-- TEXT UNDER STUDY follows --
Presently, the idol is reconstructed every year is painted with the red and black colours. Tuesdays and Saturdays are considered auspicious for a visit to the temple. The temple is 300+ years old and the idol is even older.

The Temple remains open for seven days in a week. Daily it opens its door at 6:00 a.m. and closes at 11:00 a.m. It reopens its door for the devotees at 3:00 p.m. and closes for the day at 8:00 p.m. Since the temple is a Tantrik temple, all the rituals are followed as per the tantric traditions and hence, animal sacrifice is still continued on all no moon nights and during Kali Puja.

On different Amavasyas, the deity is worshipped in different forms. In the month of "Jaishtha", she is worshipped as "Phalaharini" in "Phalaharini Puja" while in the month of "Kathika", she is worshipped as "Aadikali" in "Aadikali Puja". In the month of "Magha", she is worshipped as "Ratanti Kali" in "Ratanti Kali Puja". On the day of Kali Puja in Kartik Amavasya and "krishnapaksha tithi", she is worshipped in her "Siddheswari" form. While devotees visit the temple all throughout the year, the day of Kali Puja receives the highest number of devotees.

== Prasad ==
Thanthania Kalibari is one of the few Kali temples in India, where non-veg prasad is offered to the deity. Although non-veg prasad is offered for the whole year, veg prasad is offered on the days "Dipannwita Amavasya Kali Puja" and "Phalaharini Amavasya Kali Puja".

The ritual of providing non-veg prasad started by Ramakrishna Paramahansa. He gave puja to Maa Siddheswari with the offerings of "dab-chingri", praying for the quick recovery of Brahmananda Keshav Chandra Sen. When Ramakrishnadev fell sick while his stay at Shyamapukur, his followers prayed at the temple to Maa Siddheswari for his quick recovery, while serving non-veg prasad to the deity.
-- TEXT UNDER STUDY concluded --
-- INFORMATION SUPPLIED follows --
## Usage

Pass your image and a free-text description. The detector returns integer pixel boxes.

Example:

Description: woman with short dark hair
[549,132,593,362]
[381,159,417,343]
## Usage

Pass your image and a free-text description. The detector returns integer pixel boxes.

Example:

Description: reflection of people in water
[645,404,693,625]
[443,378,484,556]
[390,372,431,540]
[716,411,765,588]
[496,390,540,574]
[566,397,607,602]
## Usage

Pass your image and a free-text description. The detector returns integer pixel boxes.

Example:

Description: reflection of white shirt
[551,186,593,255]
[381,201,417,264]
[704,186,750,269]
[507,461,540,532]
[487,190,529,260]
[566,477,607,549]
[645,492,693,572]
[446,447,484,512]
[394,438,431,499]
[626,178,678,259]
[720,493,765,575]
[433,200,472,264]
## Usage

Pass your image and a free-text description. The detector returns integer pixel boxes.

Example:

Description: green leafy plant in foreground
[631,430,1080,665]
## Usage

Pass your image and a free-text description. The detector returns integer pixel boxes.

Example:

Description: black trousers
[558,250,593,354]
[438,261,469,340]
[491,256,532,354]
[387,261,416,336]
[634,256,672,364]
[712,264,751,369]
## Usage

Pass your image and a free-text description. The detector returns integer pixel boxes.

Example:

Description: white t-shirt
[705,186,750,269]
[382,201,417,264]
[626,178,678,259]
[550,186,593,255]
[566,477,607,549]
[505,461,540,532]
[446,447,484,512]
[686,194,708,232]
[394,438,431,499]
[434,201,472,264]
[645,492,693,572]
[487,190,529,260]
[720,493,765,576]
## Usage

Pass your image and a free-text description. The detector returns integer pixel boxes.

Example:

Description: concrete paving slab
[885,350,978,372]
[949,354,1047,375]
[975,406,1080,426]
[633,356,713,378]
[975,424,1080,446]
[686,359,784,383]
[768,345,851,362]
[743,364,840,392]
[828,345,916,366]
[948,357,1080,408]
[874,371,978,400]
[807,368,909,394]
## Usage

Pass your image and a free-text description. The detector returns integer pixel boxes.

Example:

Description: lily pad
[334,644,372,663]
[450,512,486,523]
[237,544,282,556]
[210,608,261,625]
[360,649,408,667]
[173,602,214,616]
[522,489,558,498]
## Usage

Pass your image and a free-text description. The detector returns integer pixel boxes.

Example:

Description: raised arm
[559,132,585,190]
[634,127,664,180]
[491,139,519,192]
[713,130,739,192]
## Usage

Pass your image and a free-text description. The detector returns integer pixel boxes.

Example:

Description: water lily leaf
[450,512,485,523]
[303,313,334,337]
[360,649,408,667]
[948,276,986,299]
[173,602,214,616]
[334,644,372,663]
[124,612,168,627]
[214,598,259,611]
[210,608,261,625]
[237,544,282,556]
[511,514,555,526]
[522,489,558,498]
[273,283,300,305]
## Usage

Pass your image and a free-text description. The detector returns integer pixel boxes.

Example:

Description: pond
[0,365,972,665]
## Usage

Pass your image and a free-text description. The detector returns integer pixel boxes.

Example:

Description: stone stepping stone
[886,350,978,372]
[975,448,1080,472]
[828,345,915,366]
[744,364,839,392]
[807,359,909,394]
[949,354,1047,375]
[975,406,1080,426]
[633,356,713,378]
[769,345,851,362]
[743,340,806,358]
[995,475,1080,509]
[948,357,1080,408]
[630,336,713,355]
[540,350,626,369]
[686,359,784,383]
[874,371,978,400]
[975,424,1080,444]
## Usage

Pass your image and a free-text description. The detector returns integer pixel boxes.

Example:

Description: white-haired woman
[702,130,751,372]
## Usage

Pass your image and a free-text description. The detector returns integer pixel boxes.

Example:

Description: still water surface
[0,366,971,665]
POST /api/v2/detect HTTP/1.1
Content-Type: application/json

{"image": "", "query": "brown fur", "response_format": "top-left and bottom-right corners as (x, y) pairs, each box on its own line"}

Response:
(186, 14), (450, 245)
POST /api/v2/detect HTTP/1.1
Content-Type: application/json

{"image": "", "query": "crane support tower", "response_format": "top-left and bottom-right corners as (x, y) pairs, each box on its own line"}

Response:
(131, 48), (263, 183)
-- INFORMATION SUPPLIED concluded --
WHAT YOU WILL DO -
[a] For each statement, say whether it agrees with the text on the Thanthania Kalibari temple, and quote the words that decide it: (i) The temple closes for the day at 8:00 p.m. (ii) Veg prasad is offered there throughout the whole year. (iii) Wednesdays are considered auspicious for a visit.
[b] Using the text on the Thanthania Kalibari temple, answer each question:
(i) In the month of "Magha," in what form is the deity worshipped?
(ii) At what time does the temple reopen for devotees after its morning closing?
(iii) With what offering did Ramakrishna Paramahansa give puja to Maa Siddheswari?
This listing has no connection to the text on the Thanthania Kalibari temple.

EXPECTED RESPONSES -
[a]
(i) Yes: "closes for the day at 8:00 p.m."
(ii) No: "Although non-veg prasad is offered for the whole year, veg prasad is offered on the days "Dipannwita Amavasya Kali Puja" and "Phalaharini Amavasya Kali Puja"."
(iii) No: "Tuesdays and Saturdays are considered auspicious for a visit to the temple."

[b]
(i) She is worshipped as "Ratanti Kali."
(ii) It reopens at 3:00 p.m.
(iii) He offered "dab-chingri."